Brand of dog food products

Beneful is a brand of dog food products by Nestlé Purina PetCare global that includes wet dog food, dry dog food and dog treats. As of 2012, it was the fourth most popular dog food brand, generating more than $1.5 billion in annual revenues. According to a SWOT analysis by Marketline, Beneful is one of Nestle Purina's more significant brands by revenue.

==History==

The Beneful brand of dog food was introduced to the market in 2001. It was marketed on the basis of nutrition and appearance; it resembled stew and contained beef pieces. According to a company spokesperson, the term "Beneful" means "full of goodness". A $34-million Beneful television advertising campaign that aired that year was the largest in Nestle Purina's history. By the end of 2006, Beneful was generating $300 million in revenues. In the same year the company invested $36 million to upgrade facilities in St. Joseph, Missouri to produce more wet food. In 2010, Beneful attempted to "humanize" its dog food and introduced IncrediBites, a food in stay-fresh packaging with a smaller kibble size.

Beneful released a series of posters in Germany designed to attract dogs by releasing the smell of dog food. Following the poster promotion, in 2011, Beneful started airing television ads in Austria that included high pitch noises only dogs could hear to elicit a response from pets. Interactive billboards from Beneful were released in New York in May 2012, allowing people to play virtual fetch in a subway station. The dogs on the billboard can be customized and will follow a passerby to engage them. The billboards have also been installed in Chicago, Los Angeles, Atlanta and St. Louis. Beneful hosts an annual competition, the Beneful Dream Dog Park Contest, in which dog park designs are submitted for renovations. In 2013, 1,000 dog park designs were submitted for the $500,000 renovation. The program has produced parks in Johns Creek, Georgia, Alabaster, Alabama, and Lancaster, Pennsylvania.

* * * *

Copy the passage from the Beneful text between "The Beneful brand" and "smaller kibble size.", inclusive.

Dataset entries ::
* * * *

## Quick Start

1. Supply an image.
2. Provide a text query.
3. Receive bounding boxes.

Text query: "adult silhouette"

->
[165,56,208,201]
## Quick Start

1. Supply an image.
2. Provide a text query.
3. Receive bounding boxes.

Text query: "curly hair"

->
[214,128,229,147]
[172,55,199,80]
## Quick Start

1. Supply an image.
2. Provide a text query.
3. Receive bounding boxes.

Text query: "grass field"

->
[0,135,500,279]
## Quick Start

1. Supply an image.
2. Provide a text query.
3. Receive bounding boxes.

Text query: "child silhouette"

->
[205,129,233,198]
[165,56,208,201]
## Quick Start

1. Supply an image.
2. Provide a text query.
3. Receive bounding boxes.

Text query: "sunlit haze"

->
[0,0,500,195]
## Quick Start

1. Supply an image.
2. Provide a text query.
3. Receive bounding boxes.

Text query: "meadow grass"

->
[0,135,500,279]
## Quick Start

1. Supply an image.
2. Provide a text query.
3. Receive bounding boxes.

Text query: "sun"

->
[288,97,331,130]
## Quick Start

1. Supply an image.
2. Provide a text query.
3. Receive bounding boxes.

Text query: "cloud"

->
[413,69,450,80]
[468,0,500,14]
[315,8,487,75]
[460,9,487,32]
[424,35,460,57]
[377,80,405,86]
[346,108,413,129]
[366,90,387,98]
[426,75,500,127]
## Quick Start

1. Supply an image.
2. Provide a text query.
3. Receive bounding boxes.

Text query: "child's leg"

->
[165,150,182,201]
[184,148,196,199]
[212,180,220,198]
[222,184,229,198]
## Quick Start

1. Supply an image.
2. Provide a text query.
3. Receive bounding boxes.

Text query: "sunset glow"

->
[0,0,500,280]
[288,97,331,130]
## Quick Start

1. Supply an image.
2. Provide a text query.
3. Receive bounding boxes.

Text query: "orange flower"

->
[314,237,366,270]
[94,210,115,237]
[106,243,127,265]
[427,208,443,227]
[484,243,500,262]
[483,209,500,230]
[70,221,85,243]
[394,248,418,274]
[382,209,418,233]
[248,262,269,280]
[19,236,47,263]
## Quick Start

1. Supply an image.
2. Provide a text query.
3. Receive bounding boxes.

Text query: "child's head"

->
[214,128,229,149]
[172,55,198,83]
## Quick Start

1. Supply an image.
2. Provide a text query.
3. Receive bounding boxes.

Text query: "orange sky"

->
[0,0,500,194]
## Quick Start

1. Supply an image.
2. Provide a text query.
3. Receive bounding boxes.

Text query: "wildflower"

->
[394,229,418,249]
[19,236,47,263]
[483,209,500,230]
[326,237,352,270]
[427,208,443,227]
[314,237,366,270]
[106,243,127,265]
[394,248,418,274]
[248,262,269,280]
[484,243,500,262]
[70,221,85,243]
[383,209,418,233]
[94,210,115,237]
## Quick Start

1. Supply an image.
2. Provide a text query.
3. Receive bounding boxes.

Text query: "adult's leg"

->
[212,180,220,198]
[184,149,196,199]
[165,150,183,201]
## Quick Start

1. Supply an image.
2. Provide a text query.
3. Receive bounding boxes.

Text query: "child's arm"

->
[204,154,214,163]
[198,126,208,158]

* * * *

FINISHED EXERCISE ::
The Beneful brand of dog food was introduced to the market in 2001. It was marketed on the basis of nutrition and appearance; it resembled stew and contained beef pieces. According to a company spokesperson, the term "Beneful" means "full of goodness". A $34-million Beneful television advertising campaign that aired that year was the largest in Nestle Purina's history. By the end of 2006, Beneful was generating $300 million in revenues. In the same year the company invested $36 million to upgrade facilities in St. Joseph, Missouri to produce more wet food. In 2010, Beneful attempted to "humanize" its dog food and introduced IncrediBites, a food in stay-fresh packaging with a smaller kibble size.